■ Travail demandé:
Écrivez la suite du journal de séjour en Algérie ci-dessous, en commençant juste après sa dernière phrase.

■ Texte fourni:
⁂
Après-midi Jean-Max[4] m’emmène dans son domaine à Ain Mililah [?]. Curieux et vraiment satisfaisant de voir ces villages entièrement arabes administrés par cinq ou six français isolés et respectés. Je suis présenté au patron de Jean-Max, l’administrateur Avissan [ ?]. Il tient Jean-Max en grande estime et m’a montré un rapport excellent fait sur lui par un inspecteur venu récemment dans la région. Jeannot est bien pris par sa tâche de contrôleur des communes mixtes. Il s’agit de ramener l’Arabe à la [?] personnelle, de le faire échapper au colon trop exploiteur. Ces portes, conséquence de la création de l’Office du Blé, ne sont pas encore officialisés. Ainsi on arrivera à supprimer ce prolétariat agricole indigène, tout au moins à le diminuer, et les famines causées par l’inculture de ces régions – jadis fort riches. L’erreur a été commise par les colons européens d’y vouloir faire des cultures importées, ne pouvant réussir dans ce climat sec.
Hier soir dîner avec M. Massoni et le ménage Berthier. Berthier jeune savant a épousé Mme. Loetz (Chézy) dont le frère est le jeune journaliste venu me voir à Rome.
Berthier est conservateur du musée archéologique de Constantine, où je vis de très vieilles choses romaines et surtout préhistoriques, - mais d’un intérêt assez limité. Les vestiges les plus curieux sont les pièces provenant d’anciennes basiliques des premiers temps du christianisme, tombeaux, naturellement. C’est curieux comme les hommes, si méchants entre eux vivants, sont soigneux de leurs morts. Cette ville s’appelle l’Oued Rhezel. Nous irons demain.
14 février
Matinée consacrée à l’étude sur place de l’installation du Monument. Finalement pas très heureux choix. Il faudrait élargir son encorbellement non seulement la petite place elle-même mais le jardin du tour de ville allant de l’Hôtel de Ville à la grande place du Théâtre. Gros travail, gros frais. J’ai [?], tourné et retourné le problème. Pas moyen de faire autrement. On est disposé à me suivre. Mais le parti arabe, hostile jusqu’à ce jour à Thomson qui leur avait refusé les mêmes droits électoraux qu’aux juifs, ne fait plus d’opposition.
Après-midi à Oued Rhezel, -dans une immense plaine désertique dite du Boulhilets [?]. On est en train de fouiller là des centaines et des centaines de petites basiliques, entourée chacune d’un petit groupe d’habitations. Tout est à peu près rasé. Il fut un temps – IIe, III e siècles ? – où ces petits groupements faisaient une agglomération étalée sur des quantités d’hectares. C’est là que J[ean]-M[ax] vient passer le plus souvent ses dimanches, car non loin ils ont fait des plantations de palmiers qu’il surveille. J’admire les fouilleurs dont l’un est vêtu d’un vieux costume de général.
⁂
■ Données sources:
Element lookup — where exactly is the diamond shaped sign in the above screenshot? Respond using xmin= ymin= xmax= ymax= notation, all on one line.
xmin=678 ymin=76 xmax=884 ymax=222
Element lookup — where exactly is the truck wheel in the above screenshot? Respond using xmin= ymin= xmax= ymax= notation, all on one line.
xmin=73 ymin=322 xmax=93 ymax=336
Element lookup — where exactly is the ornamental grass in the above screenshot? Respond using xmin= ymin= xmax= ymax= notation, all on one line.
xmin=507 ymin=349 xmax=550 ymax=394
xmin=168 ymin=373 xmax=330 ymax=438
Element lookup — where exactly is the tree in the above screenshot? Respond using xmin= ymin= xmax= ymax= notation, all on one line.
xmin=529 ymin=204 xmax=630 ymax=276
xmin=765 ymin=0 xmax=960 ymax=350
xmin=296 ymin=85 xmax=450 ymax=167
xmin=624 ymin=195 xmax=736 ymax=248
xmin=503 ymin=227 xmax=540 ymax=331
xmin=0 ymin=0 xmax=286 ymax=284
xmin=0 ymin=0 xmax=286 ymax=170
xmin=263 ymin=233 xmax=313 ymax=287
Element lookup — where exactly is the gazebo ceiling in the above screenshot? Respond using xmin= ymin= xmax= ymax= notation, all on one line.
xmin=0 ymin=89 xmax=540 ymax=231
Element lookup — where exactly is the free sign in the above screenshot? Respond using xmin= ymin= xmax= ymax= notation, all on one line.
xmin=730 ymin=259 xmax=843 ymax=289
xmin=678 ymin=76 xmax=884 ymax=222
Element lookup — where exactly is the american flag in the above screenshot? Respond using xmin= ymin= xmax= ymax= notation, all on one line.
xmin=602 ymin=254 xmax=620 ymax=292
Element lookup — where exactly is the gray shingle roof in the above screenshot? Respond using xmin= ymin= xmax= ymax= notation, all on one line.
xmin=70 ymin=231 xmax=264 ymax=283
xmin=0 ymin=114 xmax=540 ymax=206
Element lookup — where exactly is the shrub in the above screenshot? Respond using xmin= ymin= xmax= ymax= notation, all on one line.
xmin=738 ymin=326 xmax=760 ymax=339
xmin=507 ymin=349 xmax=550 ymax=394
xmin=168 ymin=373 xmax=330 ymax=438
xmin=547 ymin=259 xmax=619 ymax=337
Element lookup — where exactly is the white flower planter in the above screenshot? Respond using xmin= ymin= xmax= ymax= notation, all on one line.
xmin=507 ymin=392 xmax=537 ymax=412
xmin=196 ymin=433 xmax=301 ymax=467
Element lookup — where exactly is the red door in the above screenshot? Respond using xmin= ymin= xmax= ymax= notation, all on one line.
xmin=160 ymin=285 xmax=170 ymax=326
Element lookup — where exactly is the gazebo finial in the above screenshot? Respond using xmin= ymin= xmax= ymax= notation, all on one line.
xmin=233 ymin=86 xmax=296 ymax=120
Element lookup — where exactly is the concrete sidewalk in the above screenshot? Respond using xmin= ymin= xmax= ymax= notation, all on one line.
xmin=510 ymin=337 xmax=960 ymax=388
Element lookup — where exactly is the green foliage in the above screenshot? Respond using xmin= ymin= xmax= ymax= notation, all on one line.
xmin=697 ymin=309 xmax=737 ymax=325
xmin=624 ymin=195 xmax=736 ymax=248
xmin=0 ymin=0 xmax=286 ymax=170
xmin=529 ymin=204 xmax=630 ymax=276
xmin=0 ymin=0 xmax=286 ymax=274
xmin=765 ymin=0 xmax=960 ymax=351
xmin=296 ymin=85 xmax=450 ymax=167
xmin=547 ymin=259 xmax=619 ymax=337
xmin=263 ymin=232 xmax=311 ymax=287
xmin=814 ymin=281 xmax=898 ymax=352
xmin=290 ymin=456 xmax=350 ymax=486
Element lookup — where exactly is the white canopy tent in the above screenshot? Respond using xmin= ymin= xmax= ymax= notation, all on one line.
⁂
■ Résultat obtenu:
Dernières visites aux autorités et nous repartons pour Bône où je m’embarque demain.
16 février
A bord du Gouverneur général Joussart.
Refait hier la belle promenade. Nous avons rencontré en route des camarades de jean-Max. L’un d’eux est un jeune fermier. Nous les croisons, le fusil sur l’épaule, le jeune colon classique. Il surveille ses plantations, passe sa vie en plein air, nous dit qu’il ne va jamais à la ville et qu’il ne changerait son sort pour aucun autre. Même bonheur de cette vie libre nous est dite le soir à Bône, à l’Hôtel où vient nous voir un autre camarade de Jeannot. Aucun des trois n’envisage désormais une autre vie. Mon Jeannot, au fond de lui, voudrait aussi diriger une exploitation. Mais il vaut mieux faire d’abord un apprentissage comme celui qu’il a fait ces dernières années, dans des cultures où il a mené la vie des ouvriers agricoles. Il a du en voir de dures. Même sa première année de langue [?] lui a appris bien des choses utiles. Maintenant l’administration. S’il en a un jour les moyens, il aura l’expérience.
Nous nous sommes promenés dans Bône. Il a voulu passer devant une maison où habitait, m’a-t-il dit, une jeune fille dont il était amoureux. C’est la première fois qu’il me fait cette confidence.
J’ai été avec lui lui acheter des kilos de poissons dont il avait reçu commande à Ain Maillah [ ?] quand on sut qu’il allait à Bône. Mais seront-ils arrivés frais ?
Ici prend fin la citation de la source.